= Required task =
Copy the lines of the records below word for word, starting at the line that contains "Reviewer note: confirm one keypoint per instance of the blue" and ending at the last line of the records. Leave the pictures out of your copy.

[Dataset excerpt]
——

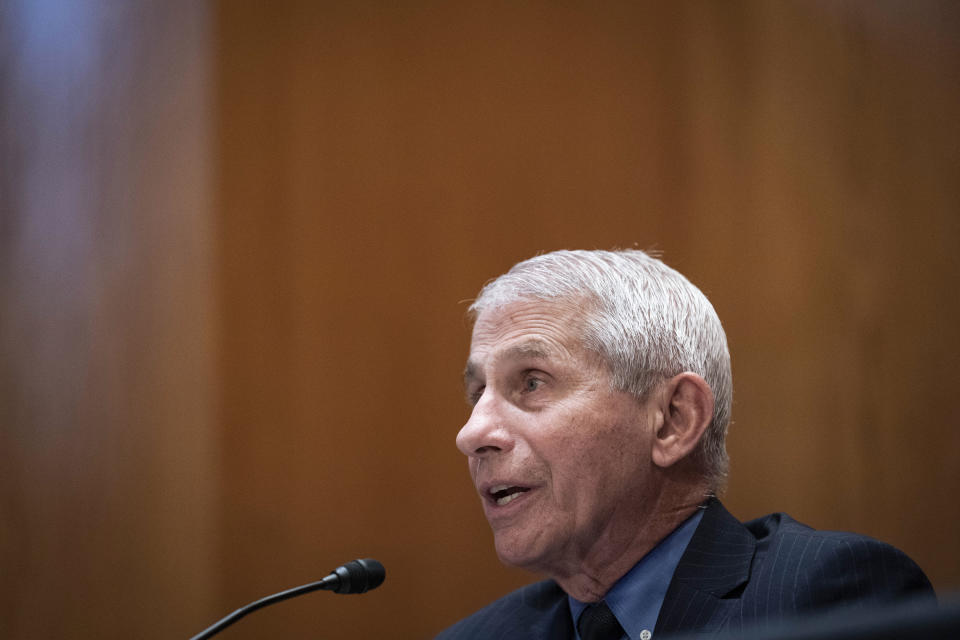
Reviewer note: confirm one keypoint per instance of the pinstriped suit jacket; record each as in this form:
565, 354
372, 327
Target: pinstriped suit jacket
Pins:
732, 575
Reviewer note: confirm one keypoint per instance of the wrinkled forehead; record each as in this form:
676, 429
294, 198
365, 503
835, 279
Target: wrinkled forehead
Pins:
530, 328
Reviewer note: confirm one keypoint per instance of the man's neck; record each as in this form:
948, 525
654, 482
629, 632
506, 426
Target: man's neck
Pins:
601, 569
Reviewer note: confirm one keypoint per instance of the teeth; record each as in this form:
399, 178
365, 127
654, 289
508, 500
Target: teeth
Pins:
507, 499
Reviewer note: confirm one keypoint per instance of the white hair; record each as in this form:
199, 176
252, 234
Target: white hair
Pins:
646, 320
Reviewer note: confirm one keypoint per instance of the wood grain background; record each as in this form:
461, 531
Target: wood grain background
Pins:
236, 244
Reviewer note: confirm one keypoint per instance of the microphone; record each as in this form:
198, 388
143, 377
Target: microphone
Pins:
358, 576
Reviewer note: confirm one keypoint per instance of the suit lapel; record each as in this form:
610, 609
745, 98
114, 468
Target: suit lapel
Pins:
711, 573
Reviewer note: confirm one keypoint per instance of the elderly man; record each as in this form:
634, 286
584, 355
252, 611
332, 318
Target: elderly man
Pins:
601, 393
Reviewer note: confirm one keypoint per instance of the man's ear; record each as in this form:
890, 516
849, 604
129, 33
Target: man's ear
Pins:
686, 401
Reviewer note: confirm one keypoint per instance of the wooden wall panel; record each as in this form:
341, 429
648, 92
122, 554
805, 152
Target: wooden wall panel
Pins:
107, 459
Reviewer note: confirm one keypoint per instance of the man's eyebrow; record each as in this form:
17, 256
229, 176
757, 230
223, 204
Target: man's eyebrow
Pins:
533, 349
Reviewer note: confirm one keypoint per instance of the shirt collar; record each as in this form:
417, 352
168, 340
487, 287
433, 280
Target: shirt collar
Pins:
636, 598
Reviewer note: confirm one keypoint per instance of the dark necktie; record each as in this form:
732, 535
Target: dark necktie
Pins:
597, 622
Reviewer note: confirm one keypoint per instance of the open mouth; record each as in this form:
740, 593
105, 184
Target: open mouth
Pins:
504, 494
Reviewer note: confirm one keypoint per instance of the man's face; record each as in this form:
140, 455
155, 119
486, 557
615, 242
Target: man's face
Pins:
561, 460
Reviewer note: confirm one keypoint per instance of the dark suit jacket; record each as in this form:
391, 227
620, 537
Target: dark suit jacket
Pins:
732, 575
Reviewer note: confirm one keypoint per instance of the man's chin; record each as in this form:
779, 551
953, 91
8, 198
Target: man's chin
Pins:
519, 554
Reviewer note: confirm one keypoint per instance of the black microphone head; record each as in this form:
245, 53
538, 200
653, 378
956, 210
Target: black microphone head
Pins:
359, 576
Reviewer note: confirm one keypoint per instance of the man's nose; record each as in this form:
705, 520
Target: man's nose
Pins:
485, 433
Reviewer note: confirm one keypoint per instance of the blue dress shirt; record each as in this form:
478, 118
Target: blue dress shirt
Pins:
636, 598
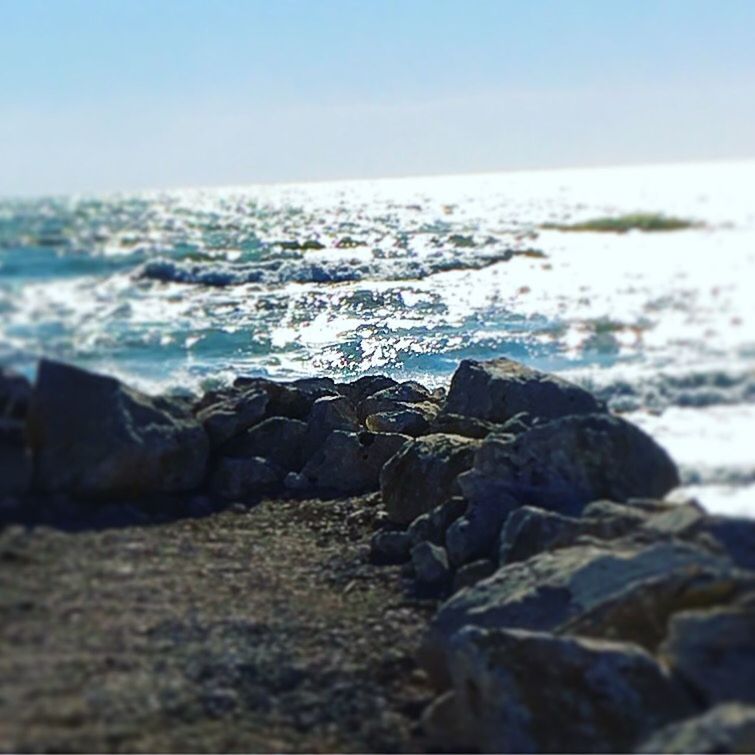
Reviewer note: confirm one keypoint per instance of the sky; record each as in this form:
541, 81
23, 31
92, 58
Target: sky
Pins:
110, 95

——

= Expected output =
Reviewer note: confirm one keypoint per instance of the blue dress shirt; record each as in this form:
478, 118
Target: blue dress shirt
Pins:
636, 598
Reviewer note: confirm one keypoint per instance of the sky; record each as in this form:
541, 81
23, 31
92, 58
Target: sky
Pins:
110, 95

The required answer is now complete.